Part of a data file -
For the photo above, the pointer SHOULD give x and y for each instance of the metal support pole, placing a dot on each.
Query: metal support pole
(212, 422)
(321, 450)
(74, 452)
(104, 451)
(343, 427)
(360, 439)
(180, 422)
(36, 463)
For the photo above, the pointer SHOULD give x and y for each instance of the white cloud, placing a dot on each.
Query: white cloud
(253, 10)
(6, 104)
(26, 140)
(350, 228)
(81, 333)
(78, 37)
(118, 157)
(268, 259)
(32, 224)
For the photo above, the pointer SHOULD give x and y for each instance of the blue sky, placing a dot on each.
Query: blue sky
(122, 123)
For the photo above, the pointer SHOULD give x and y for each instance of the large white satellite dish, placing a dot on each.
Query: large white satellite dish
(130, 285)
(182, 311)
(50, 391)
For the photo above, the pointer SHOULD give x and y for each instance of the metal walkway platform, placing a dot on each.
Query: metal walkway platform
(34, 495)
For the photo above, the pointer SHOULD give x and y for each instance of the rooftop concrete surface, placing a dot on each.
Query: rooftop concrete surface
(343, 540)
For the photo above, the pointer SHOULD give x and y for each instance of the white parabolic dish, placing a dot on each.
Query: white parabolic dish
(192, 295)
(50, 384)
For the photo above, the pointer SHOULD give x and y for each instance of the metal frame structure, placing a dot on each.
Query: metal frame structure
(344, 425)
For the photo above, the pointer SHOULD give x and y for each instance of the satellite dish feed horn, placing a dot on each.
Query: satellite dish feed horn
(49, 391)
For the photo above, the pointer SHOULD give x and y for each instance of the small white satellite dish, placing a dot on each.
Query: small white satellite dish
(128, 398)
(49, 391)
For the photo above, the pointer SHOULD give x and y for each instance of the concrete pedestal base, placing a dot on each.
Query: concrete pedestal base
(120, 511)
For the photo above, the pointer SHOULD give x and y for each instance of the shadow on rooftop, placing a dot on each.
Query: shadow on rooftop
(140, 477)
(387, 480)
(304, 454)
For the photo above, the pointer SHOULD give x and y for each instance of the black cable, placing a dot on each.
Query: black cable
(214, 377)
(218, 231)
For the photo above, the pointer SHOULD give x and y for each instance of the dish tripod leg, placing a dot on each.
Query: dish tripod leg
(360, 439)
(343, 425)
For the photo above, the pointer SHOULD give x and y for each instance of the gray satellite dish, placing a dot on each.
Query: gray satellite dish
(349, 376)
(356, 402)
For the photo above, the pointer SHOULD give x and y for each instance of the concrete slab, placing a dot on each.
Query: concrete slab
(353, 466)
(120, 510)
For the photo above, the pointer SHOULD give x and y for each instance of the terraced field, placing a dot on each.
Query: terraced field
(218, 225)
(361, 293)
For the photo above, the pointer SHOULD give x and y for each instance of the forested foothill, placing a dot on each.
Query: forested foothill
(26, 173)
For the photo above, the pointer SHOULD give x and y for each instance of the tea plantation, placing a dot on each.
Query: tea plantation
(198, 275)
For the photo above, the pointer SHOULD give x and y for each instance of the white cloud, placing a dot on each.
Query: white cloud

WRITTEN PROBLEM - Starting with the line containing "plantation, placing a dot on each." and going on through the end of the rows, rewrite every line. Leave everything unchanged except the coordinates in the answers, which should each be multiplied by 0.95 and rounded to a whole number, with halves rounded up.

TASK ANSWER -
For the photo above, the pointer SHOULD give x and y for each instance of the tea plantation, placing a dot on each.
Query: tea plantation
(188, 261)
For the photo above, the pointer SHOULD give x and y for each instance of the white cloud, placing a dot on each.
Query: white cloud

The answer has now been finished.